- **Data supplied**:
_____
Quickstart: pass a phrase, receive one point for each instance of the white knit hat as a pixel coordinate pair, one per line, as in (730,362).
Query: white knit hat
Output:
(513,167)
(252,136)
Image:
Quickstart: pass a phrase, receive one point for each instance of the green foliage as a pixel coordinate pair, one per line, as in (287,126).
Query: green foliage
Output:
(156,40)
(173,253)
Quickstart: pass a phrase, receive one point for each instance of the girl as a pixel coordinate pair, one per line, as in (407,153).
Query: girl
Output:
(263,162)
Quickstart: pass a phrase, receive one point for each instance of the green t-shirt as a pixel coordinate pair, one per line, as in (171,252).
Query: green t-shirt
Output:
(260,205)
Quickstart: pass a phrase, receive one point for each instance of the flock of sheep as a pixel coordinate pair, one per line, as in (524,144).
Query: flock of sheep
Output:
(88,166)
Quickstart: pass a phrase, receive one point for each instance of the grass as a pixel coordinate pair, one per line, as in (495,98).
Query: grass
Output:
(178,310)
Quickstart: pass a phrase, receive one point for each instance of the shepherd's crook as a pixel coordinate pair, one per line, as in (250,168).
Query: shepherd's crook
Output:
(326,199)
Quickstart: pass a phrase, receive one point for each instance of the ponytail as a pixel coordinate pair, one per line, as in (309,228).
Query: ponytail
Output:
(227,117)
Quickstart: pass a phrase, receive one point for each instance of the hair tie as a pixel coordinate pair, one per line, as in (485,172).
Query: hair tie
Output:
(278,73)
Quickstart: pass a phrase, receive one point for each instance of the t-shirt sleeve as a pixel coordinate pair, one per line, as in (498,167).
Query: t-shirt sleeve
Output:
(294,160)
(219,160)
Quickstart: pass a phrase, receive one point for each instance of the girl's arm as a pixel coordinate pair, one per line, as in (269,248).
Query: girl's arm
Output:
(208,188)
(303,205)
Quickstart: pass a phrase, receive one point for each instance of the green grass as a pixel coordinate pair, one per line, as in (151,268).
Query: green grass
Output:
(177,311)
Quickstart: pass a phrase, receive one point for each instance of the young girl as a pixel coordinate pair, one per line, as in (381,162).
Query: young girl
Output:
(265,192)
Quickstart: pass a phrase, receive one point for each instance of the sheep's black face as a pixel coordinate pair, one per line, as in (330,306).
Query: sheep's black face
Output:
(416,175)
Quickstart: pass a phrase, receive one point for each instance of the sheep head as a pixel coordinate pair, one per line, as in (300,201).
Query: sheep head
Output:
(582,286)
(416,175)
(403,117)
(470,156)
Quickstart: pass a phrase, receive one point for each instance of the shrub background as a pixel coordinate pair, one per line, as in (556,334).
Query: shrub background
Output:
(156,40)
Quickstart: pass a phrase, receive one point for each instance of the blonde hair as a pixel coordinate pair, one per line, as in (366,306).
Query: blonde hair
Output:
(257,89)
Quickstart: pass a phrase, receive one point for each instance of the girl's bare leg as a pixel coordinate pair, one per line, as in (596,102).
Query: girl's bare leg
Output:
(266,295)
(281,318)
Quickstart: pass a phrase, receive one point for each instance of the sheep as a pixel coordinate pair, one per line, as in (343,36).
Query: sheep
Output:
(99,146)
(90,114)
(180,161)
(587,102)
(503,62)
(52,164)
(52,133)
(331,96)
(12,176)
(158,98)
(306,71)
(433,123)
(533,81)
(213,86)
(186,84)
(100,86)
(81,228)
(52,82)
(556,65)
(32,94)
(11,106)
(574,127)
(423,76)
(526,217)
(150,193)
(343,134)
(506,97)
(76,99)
_____
- **Set exercise**:
Repeat exactly, and only, the lines from the one containing "as in (300,201)." through the end of the material.

- **Result of this exercise**:
Quickstart: pass a phrase, receive one point for each instance of the sheep head as a pixel coordinate pair, one per line, as in (300,201).
Query: sheep head
Output:
(582,286)
(416,175)
(403,117)
(470,156)
Quickstart: pass a phrase, receive one point for each instance of the shrub background as a pixel coordinate pair, one per line, as in (556,334).
Query: shrub background
Output:
(156,40)
Quickstart: pass a phrase, receive one point for each instance of the blonde hair as a pixel coordinate pair, one per line, as in (366,306).
Query: blonde hair
Output:
(257,89)
Quickstart: pass a phrase, receive one point for each instance of the girl's bare leg as a pixel coordinate pair, one per line, as in (596,102).
Query: girl's bare leg
Output:
(266,295)
(281,318)
Quickstart: pass a phrase, receive one point for each instance of the sheep as a pixel coordinate pair, one per line, as in (343,36).
Query: sheep
Output:
(99,146)
(90,114)
(180,161)
(587,102)
(503,62)
(52,164)
(52,133)
(331,96)
(12,176)
(158,98)
(306,71)
(433,123)
(533,81)
(213,86)
(186,84)
(100,86)
(81,228)
(52,82)
(556,65)
(32,94)
(11,106)
(574,127)
(423,76)
(526,217)
(150,193)
(343,134)
(506,97)
(76,99)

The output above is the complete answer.